- WHAT YOU HAVE TO DO: Transcribe the stretch of the housing association's history below from "The Association is" through "city’s outer edges.".

- PAGE TEXT:
:::::
The Association is a community-controlled social landlord operating in the Govanhill and Merrylee neighbourhoods of Glasgow. We own and manage around 2,800 homes for social rent and we factor a further 1,500 privately owned properties.
Govanhill is dominated by tenement housing, most of it built between 1890 and 1912 and with some interwar tenements too. It has been a popular settlement area, whether temporary or permanent, for people coming to Glasgow and Scotland for well over a century and is today the most ethnically diverse neighbourhood in Scotland.
Registered in 1974, the Association’s roots lie in Glasgow’s policy of large-scale demolitions of slum housing from the late 1950s/1960s onwards, which saw the dispersal of people living in inner-city communities to a new generation of council houses on the city’s outer edges.
Some communities, including Govanhill, largely escaped the bulldozers but there was no political, strategic or financial plan in place to deal with the appalling housing conditions that remained. By 1974, legislation and funding structures finally caught up with the need to deal with sub-tolerable tenement housing. The local authority acquired powers to declare housing action areas for Improvement, and grants became available to buy and refurbish tenement housing.
This facilitated a new breed of housing associations – Govanhill among them – which acted as buyers, developers, and managers of tenement housing. Led by local residents, these housing associations were to become renewal agents in working class communities throughout Glasgow and a shining example of people power in action.
For a decade after 1974, most tenement housing in Glasgow was treated on a “patch and repair” basis. Prolonged campaigning by the city’s housing associations finally achieved a commitment to a fully comprehensive approach, improving whole blocks to higher standards and changing the mix and size of housing layouts within the tenements. This distinction is critical to understanding Govanhill’s housing stock today, in particular, the smaller flats that were typically produced during the first decade of the Association’s history.
:::::
- RECORDED INFORMATION:
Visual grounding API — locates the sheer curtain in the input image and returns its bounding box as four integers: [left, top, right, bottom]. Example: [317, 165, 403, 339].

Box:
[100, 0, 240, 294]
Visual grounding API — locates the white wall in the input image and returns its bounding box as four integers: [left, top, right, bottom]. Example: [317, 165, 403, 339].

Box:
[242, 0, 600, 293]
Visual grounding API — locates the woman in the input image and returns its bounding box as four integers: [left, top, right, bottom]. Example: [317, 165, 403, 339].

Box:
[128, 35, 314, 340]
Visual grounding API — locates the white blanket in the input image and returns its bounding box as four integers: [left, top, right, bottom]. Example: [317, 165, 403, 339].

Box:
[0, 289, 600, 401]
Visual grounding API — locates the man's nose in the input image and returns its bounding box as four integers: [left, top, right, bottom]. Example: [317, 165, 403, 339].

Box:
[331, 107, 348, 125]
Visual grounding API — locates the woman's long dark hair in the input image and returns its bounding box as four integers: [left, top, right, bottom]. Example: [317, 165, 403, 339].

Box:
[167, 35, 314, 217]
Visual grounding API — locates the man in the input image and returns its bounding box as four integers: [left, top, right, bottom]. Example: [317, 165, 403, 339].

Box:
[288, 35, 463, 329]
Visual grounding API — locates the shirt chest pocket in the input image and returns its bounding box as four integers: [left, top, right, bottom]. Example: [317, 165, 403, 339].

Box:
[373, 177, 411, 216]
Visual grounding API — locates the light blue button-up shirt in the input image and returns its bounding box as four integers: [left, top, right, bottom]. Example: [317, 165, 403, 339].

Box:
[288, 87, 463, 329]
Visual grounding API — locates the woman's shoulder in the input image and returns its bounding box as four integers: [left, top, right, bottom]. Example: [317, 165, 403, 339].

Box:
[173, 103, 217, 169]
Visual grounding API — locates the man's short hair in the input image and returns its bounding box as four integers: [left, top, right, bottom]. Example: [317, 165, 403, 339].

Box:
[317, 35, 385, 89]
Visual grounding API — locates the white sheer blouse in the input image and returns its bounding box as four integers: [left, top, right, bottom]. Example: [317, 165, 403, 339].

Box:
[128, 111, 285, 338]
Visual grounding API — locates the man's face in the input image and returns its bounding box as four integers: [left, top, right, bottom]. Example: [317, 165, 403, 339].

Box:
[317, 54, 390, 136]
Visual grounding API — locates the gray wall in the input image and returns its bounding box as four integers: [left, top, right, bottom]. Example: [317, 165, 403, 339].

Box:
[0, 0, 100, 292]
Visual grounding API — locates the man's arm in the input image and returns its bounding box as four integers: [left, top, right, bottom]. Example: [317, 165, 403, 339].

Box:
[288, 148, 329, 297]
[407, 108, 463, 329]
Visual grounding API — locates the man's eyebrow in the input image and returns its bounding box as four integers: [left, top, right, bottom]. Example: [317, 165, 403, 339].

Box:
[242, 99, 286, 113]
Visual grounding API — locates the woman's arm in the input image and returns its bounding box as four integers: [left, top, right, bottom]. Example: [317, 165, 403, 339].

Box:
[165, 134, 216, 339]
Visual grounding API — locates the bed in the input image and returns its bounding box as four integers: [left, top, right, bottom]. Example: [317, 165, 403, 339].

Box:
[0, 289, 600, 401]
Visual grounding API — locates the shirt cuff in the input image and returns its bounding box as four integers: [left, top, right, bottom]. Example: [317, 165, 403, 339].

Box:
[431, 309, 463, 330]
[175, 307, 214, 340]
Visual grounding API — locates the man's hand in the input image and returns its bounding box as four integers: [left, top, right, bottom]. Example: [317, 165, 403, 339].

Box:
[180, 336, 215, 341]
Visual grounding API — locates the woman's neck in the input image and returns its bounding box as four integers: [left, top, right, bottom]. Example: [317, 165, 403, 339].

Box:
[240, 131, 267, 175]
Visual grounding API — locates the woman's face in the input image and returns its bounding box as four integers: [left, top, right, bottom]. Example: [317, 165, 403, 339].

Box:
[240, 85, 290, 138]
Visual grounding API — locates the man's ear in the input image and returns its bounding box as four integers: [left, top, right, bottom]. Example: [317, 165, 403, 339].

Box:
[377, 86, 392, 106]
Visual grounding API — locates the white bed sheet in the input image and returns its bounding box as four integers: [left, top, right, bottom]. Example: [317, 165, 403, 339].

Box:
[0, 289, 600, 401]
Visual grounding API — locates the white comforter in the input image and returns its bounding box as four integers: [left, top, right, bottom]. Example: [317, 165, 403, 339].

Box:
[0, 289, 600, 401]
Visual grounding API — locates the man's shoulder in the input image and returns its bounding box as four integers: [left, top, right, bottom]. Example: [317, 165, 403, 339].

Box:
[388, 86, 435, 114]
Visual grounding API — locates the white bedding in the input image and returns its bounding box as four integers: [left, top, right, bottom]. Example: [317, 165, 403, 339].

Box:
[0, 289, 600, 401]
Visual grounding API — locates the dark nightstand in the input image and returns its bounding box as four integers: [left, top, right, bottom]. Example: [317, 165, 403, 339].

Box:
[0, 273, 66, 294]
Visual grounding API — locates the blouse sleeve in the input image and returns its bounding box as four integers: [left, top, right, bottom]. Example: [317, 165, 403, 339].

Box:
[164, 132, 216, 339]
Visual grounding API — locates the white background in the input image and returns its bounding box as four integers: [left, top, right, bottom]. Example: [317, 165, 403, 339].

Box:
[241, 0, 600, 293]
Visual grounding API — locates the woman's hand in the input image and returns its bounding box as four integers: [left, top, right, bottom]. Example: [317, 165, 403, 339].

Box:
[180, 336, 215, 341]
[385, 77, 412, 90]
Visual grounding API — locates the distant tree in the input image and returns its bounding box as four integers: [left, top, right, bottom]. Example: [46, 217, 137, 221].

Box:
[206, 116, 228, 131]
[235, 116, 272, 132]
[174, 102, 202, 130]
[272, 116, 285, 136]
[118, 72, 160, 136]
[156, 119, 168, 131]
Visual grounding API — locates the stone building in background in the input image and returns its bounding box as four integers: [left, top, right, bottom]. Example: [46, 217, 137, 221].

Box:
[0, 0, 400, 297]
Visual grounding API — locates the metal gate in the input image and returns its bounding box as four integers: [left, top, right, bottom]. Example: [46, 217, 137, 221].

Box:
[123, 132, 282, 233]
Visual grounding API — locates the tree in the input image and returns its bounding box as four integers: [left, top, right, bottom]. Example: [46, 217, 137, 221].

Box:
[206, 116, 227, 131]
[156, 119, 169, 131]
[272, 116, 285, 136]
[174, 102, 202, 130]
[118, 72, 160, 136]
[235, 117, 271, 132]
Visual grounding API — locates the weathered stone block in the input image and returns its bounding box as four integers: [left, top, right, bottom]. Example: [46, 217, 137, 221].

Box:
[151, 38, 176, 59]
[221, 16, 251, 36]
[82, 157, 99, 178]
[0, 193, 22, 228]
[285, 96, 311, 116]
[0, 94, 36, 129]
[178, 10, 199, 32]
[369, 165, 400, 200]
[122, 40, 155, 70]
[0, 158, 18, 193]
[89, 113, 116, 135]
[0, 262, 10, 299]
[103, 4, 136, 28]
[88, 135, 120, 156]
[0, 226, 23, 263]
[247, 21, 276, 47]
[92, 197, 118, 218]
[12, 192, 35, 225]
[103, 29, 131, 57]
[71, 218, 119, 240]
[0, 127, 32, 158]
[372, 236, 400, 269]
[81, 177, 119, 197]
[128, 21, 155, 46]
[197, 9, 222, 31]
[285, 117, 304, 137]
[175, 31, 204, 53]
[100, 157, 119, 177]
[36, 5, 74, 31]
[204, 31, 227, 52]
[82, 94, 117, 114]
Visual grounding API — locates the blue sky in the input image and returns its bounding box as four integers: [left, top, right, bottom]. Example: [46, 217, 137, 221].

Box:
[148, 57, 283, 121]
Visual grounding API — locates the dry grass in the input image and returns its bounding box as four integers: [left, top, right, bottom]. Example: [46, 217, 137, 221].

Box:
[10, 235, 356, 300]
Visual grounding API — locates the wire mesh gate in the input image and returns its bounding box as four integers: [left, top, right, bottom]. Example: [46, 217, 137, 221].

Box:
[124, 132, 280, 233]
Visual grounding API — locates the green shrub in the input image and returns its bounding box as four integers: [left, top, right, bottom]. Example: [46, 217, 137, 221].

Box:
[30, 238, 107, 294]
:::::
- YOUR RESPONSE:
The Association is a community-controlled social landlord operating in the Govanhill and Merrylee neighbourhoods of Glasgow. We own and manage around 2,800 homes for social rent and we factor a further 1,500 privately owned properties.
Govanhill is dominated by tenement housing, most of it built between 1890 and 1912 and with some interwar tenements too. It has been a popular settlement area, whether temporary or permanent, for people coming to Glasgow and Scotland for well over a century and is today the most ethnically diverse neighbourhood in Scotland.
Registered in 1974, the Association’s roots lie in Glasgow’s policy of large-scale demolitions of slum housing from the late 1950s/1960s onwards, which saw the dispersal of people living in inner-city communities to a new generation of council houses on the city’s outer edges.